> 你的任务:
将列表中从含有"One pin marks each instance of the bright"的那一行起、到列表最后一行为止（首尾两行都算在内）的内容转成带编号的条目，空行不计。

> 已知数据:

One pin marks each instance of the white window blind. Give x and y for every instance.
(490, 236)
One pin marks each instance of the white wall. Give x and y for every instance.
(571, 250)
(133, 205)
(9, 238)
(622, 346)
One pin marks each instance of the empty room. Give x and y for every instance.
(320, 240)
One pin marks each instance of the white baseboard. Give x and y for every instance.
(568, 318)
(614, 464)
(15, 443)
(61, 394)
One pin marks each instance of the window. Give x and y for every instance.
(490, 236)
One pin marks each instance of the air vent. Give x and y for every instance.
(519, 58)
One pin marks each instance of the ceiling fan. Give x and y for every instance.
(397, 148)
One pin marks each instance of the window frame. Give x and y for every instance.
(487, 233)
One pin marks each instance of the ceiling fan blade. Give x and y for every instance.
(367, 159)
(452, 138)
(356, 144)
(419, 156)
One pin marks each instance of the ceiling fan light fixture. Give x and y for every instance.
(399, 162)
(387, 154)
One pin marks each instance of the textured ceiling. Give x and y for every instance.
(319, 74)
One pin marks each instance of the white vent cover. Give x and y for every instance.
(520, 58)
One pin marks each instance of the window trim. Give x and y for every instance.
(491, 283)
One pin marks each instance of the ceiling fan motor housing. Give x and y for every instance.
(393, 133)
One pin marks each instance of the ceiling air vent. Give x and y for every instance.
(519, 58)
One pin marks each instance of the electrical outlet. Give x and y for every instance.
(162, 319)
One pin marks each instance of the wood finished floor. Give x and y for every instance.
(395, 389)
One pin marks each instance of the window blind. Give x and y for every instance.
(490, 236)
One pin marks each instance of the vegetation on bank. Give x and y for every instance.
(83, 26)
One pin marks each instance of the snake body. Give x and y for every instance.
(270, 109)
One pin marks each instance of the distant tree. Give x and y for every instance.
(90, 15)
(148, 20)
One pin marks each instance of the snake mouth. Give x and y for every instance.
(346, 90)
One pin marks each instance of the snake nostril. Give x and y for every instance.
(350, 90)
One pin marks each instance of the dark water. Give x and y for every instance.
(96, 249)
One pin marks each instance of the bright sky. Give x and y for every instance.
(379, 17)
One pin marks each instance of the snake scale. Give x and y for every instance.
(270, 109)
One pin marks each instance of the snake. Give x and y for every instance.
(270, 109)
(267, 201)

> 完整输出:
1. One pin marks each instance of the bright sky. Give x and y for every instance.
2. (379, 17)
3. One pin marks each instance of the snake scale. Give x and y for every instance.
4. (270, 109)
5. One pin marks each instance of the snake. Give x and y for every instance.
6. (270, 109)
7. (267, 201)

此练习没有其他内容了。